▶ [INSTRUCTIONS FOR THE TASK]: Return every line of the listing below that contains the string "detect". The match is case-sensitive.

▶ [SOURCE DATA]:
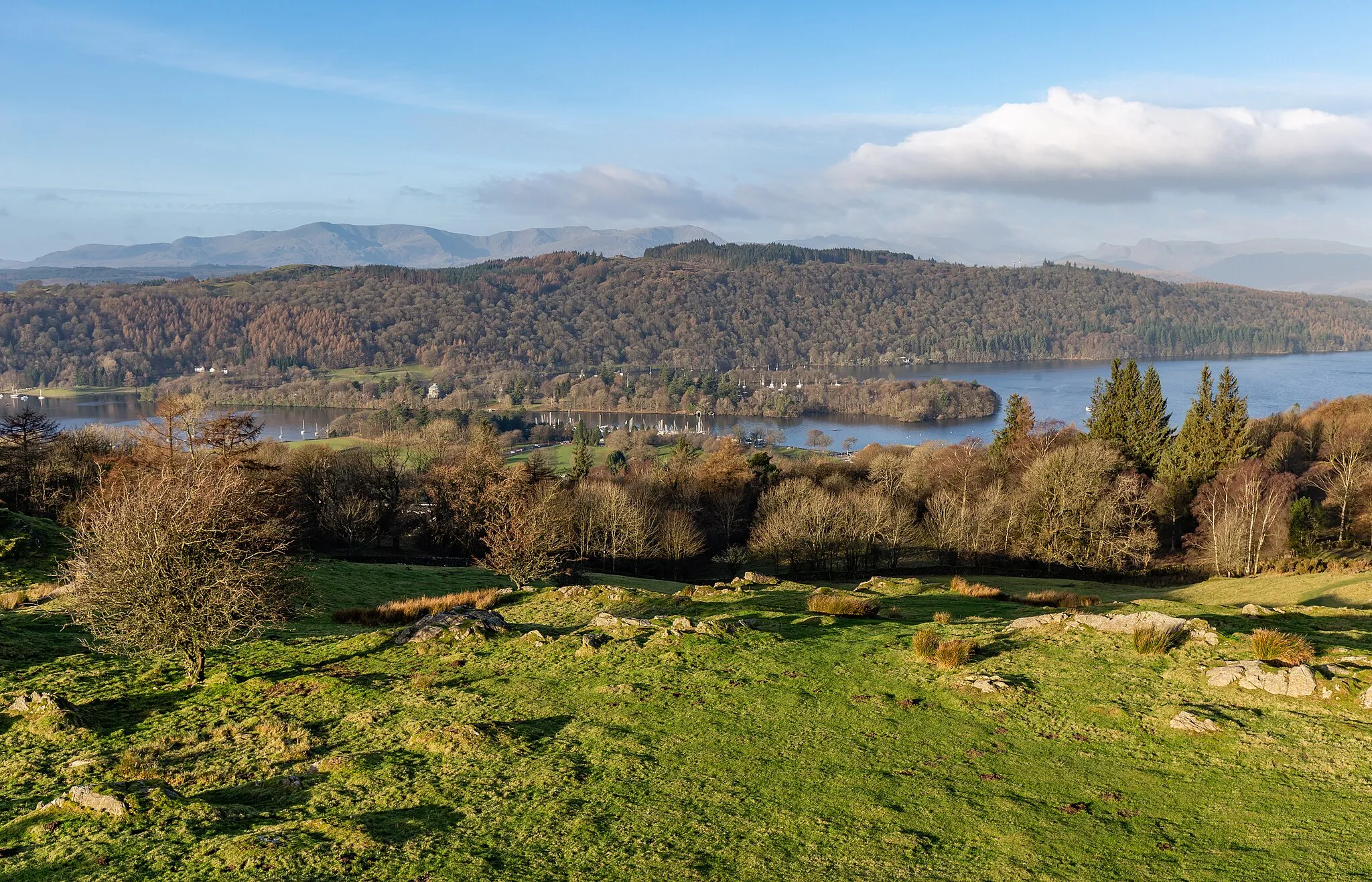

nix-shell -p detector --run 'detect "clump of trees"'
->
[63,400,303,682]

--

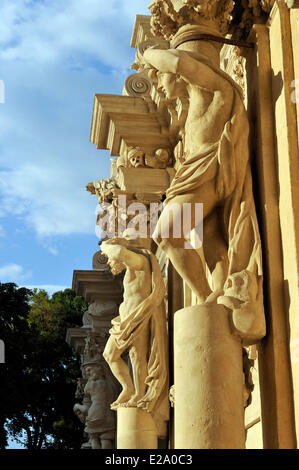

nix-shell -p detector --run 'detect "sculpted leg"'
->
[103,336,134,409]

...

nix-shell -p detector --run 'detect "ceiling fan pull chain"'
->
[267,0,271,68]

▶ [OUTPUT OF THE TASK]:
nix-shell -p detector --run 'detect "clump of trees"'
nix-shell -p detector --run 'detect "sculpted leg"'
nix-shell -p detector --run 'detect "ceiling fan pull chain"'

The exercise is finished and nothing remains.